* [EXERCISE DESCRIPTION] Can you recast every line of the records below as a Markdown table with the columns Row and Line, numbering the rows and leaving out blank lines?

* [DATA LISTING]
........

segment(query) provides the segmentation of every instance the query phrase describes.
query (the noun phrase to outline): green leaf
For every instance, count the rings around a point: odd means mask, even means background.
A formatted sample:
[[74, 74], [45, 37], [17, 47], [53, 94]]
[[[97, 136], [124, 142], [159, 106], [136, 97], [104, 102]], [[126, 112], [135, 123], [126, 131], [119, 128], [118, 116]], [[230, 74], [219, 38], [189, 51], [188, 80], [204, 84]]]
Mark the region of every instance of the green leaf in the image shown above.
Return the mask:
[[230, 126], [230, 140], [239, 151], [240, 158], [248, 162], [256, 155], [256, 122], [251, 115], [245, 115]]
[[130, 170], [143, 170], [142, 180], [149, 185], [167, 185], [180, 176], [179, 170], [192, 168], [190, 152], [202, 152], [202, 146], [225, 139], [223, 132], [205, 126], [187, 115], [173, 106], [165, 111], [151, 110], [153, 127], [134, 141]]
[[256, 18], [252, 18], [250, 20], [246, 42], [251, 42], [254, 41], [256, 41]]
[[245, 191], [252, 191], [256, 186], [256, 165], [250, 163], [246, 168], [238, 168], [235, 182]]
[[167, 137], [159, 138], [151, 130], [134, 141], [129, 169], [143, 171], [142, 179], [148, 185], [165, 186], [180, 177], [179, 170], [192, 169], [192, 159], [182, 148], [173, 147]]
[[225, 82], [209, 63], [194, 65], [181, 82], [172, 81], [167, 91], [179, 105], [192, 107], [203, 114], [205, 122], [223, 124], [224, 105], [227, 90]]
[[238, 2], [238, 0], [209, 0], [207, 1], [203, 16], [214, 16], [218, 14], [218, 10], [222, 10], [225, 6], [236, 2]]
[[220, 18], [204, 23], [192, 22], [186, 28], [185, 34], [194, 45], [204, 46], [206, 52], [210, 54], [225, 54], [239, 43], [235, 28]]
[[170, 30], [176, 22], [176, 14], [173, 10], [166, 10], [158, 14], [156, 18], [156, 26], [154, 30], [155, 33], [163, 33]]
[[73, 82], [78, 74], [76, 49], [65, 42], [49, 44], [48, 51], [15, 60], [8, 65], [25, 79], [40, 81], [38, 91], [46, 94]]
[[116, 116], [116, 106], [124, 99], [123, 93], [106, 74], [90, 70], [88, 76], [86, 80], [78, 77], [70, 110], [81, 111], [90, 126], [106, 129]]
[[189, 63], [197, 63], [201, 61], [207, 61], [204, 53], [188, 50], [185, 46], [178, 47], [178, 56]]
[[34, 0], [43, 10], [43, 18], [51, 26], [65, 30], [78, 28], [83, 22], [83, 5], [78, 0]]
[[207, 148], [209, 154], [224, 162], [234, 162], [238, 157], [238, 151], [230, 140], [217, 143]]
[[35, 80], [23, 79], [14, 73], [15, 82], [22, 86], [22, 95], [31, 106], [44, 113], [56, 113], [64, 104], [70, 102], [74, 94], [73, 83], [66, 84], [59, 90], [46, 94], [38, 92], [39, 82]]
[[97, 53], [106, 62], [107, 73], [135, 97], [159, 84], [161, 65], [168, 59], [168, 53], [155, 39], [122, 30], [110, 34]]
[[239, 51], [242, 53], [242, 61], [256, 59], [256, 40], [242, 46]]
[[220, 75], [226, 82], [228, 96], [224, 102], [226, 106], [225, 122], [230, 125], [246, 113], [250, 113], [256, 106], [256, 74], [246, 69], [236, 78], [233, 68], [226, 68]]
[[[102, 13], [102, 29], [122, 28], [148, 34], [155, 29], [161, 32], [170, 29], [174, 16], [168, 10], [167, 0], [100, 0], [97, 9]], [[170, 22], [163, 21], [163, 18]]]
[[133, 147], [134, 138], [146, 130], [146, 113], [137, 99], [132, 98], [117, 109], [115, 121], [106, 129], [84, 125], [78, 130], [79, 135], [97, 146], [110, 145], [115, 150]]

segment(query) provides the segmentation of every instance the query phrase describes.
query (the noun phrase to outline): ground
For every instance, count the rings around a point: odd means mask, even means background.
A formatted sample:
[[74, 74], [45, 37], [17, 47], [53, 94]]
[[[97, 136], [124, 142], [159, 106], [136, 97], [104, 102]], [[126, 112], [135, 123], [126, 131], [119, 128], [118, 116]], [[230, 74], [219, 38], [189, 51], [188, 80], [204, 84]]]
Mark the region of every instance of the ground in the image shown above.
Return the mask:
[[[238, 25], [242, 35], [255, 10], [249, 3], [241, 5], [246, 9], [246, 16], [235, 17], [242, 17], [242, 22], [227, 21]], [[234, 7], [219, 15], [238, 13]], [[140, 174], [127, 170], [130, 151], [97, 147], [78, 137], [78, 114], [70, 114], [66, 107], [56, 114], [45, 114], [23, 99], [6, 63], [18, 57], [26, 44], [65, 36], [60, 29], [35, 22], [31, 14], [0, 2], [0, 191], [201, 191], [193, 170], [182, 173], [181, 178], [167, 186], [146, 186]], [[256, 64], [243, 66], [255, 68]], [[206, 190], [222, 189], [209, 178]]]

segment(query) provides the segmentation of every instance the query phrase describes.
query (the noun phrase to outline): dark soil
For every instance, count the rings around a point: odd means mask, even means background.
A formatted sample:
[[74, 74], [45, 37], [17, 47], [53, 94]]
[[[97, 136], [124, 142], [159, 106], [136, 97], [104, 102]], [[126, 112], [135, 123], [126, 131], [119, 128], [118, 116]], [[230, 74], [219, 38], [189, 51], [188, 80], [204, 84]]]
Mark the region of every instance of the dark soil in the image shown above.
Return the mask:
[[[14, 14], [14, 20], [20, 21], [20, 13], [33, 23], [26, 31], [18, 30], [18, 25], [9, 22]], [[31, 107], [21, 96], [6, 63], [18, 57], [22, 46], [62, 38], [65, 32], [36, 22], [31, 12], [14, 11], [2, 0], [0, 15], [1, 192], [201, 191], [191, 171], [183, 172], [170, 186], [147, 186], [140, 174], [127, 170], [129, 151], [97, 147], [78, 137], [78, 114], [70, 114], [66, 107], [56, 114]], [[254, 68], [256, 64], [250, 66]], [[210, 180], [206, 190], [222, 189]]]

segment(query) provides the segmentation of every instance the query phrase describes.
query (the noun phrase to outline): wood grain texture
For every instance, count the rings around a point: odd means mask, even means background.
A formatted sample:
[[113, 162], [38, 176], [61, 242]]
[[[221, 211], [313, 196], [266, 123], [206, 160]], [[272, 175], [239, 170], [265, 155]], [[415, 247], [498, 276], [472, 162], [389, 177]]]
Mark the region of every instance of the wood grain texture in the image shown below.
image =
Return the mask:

........

* [EXERCISE SOLUTION]
| Row | Line |
|---|---|
| 1 | segment(query) provides the segmentation of every instance the query phrase describes. |
| 2 | query (the noun phrase to outline): green leaf |
| 3 | For every instance, count the rings around a point: odd means mask, even means background. |
| 4 | A formatted sample: |
| 5 | [[74, 74], [45, 37], [17, 47], [53, 94]] |
| 6 | [[[97, 136], [124, 142], [159, 106], [136, 97], [104, 102]], [[126, 112], [135, 123], [126, 131], [119, 128], [118, 116]], [[230, 74], [219, 38], [189, 51], [188, 80], [204, 84]]] |
| 7 | Mark the region of every instance of the green leaf in the image shown above. |
| 8 | Return the mask: |
| 9 | [[230, 126], [230, 140], [239, 151], [240, 158], [248, 162], [256, 155], [256, 122], [251, 115], [245, 115]] |
| 10 | [[130, 170], [143, 170], [142, 180], [149, 185], [167, 185], [180, 176], [179, 170], [192, 168], [190, 152], [202, 152], [202, 146], [225, 139], [223, 132], [205, 126], [187, 115], [173, 106], [165, 111], [151, 110], [153, 127], [134, 141]] |
| 11 | [[256, 18], [252, 18], [250, 20], [246, 42], [251, 42], [254, 41], [256, 41]] |
| 12 | [[245, 191], [252, 191], [256, 186], [256, 165], [250, 163], [246, 168], [238, 168], [235, 182]] |
| 13 | [[167, 137], [159, 138], [151, 130], [134, 141], [129, 169], [143, 171], [142, 179], [148, 185], [165, 186], [180, 177], [179, 170], [192, 169], [192, 159], [182, 148], [173, 147]] |
| 14 | [[225, 82], [209, 63], [194, 65], [181, 82], [172, 81], [167, 91], [179, 105], [192, 107], [203, 114], [205, 122], [223, 124], [224, 105], [227, 90]] |
| 15 | [[238, 2], [238, 0], [209, 0], [207, 1], [203, 16], [214, 16], [218, 14], [218, 10], [222, 10], [225, 6], [236, 2]] |
| 16 | [[220, 18], [204, 23], [192, 22], [186, 28], [185, 34], [194, 45], [204, 46], [206, 52], [210, 54], [225, 54], [239, 43], [235, 28]] |
| 17 | [[170, 30], [176, 22], [176, 14], [173, 10], [166, 10], [158, 14], [156, 18], [156, 26], [154, 30], [155, 33], [163, 33]] |
| 18 | [[73, 82], [78, 74], [76, 49], [65, 42], [49, 44], [48, 51], [15, 60], [8, 65], [25, 79], [40, 81], [38, 91], [46, 94]] |
| 19 | [[116, 116], [116, 106], [124, 99], [123, 93], [106, 74], [90, 70], [88, 76], [86, 80], [78, 77], [70, 110], [81, 111], [90, 126], [106, 129]] |
| 20 | [[189, 63], [197, 63], [201, 61], [207, 61], [204, 53], [188, 50], [185, 46], [178, 47], [178, 56]] |
| 21 | [[34, 0], [43, 10], [43, 18], [51, 26], [65, 30], [78, 28], [83, 22], [83, 5], [78, 0]] |
| 22 | [[207, 148], [209, 154], [224, 162], [234, 162], [238, 157], [238, 151], [230, 140], [217, 143]] |
| 23 | [[35, 80], [23, 79], [14, 73], [15, 82], [22, 86], [22, 95], [31, 106], [44, 113], [56, 113], [64, 104], [70, 102], [74, 94], [73, 83], [66, 84], [59, 90], [46, 94], [38, 92], [39, 82]] |
| 24 | [[97, 53], [106, 62], [107, 73], [135, 97], [159, 84], [161, 65], [168, 59], [168, 53], [155, 39], [122, 30], [110, 34]] |
| 25 | [[239, 51], [242, 53], [242, 61], [256, 59], [256, 40], [242, 46]] |
| 26 | [[220, 75], [226, 82], [228, 96], [224, 102], [226, 106], [225, 122], [230, 125], [246, 113], [250, 113], [256, 106], [256, 74], [246, 69], [236, 78], [233, 68], [226, 68]] |
| 27 | [[[102, 13], [102, 29], [122, 28], [148, 34], [155, 29], [161, 32], [170, 29], [174, 16], [168, 10], [167, 0], [100, 0], [97, 9]], [[170, 22], [163, 21], [163, 18]]] |
| 28 | [[133, 147], [134, 138], [146, 130], [146, 113], [137, 99], [132, 98], [117, 109], [115, 121], [106, 129], [84, 125], [78, 130], [79, 135], [97, 146], [110, 145], [115, 150]] |
| 29 | segment(query) provides the segmentation of every instance the query phrase describes. |
| 30 | query (the noun phrase to outline): ground |
| 31 | For every instance, count the rings around a point: odd means mask, even means background. |
| 32 | A formatted sample: |
| 33 | [[74, 74], [45, 37], [17, 47], [53, 94]] |
| 34 | [[[97, 136], [124, 142], [159, 106], [136, 97], [104, 102]], [[126, 112], [135, 123], [126, 131], [119, 128], [118, 116]], [[230, 74], [219, 38], [189, 51], [188, 80], [204, 84]]] |
| 35 | Mark the region of every instance of the ground in the image shown above. |
| 36 | Return the mask: |
| 37 | [[[238, 25], [242, 35], [255, 10], [249, 3], [241, 5], [246, 9], [246, 16], [235, 17], [242, 17], [242, 22], [227, 21]], [[234, 7], [219, 15], [238, 13]], [[140, 174], [127, 170], [130, 151], [97, 147], [78, 137], [78, 114], [70, 114], [66, 107], [56, 114], [45, 114], [23, 99], [6, 63], [18, 57], [26, 44], [65, 36], [60, 29], [35, 22], [31, 14], [0, 2], [0, 191], [201, 191], [193, 170], [182, 173], [181, 178], [167, 186], [146, 186]], [[256, 64], [243, 66], [255, 68]], [[206, 190], [222, 189], [209, 178]]] |
| 38 | segment(query) provides the segmentation of every instance the query phrase describes. |
| 39 | query (the noun phrase to outline): dark soil |
| 40 | For every instance, count the rings around a point: odd means mask, even means background. |
| 41 | A formatted sample: |
| 42 | [[74, 74], [45, 37], [17, 47], [53, 94]] |
| 43 | [[[97, 136], [124, 142], [159, 106], [136, 97], [104, 102]], [[126, 112], [135, 123], [126, 131], [119, 128], [118, 116]], [[230, 74], [219, 38], [189, 51], [188, 80], [204, 84]]] |
| 44 | Mark the region of every instance of the dark soil in the image shown above. |
| 45 | Return the mask: |
| 46 | [[[14, 14], [14, 20], [20, 21], [20, 13], [33, 23], [26, 31], [18, 30], [18, 25], [9, 22]], [[31, 107], [21, 96], [6, 63], [18, 57], [22, 46], [62, 38], [65, 32], [36, 22], [31, 12], [14, 11], [2, 0], [0, 15], [1, 192], [201, 191], [191, 171], [183, 172], [170, 186], [147, 186], [140, 174], [127, 170], [129, 151], [97, 147], [78, 137], [78, 114], [70, 114], [66, 107], [56, 114]], [[254, 68], [256, 64], [250, 66]], [[210, 180], [206, 190], [222, 189]]] |
| 47 | segment(query) provides the segmentation of every instance the query phrase describes. |
| 48 | query (the noun phrase to outline): wood grain texture |
| 49 | For every instance, count the rings around a point: odd means mask, even means background. |
| 50 | A formatted sample: |
| 51 | [[113, 162], [38, 176], [61, 242]] |
| 52 | [[[221, 211], [313, 196], [266, 123], [206, 160]], [[272, 175], [239, 170], [265, 155]], [[415, 247], [498, 276], [472, 162], [389, 177]]] |
| 53 | Mark the region of every instance of the wood grain texture in the image shown below. |
| 54 | image = |
| 55 | Return the mask: |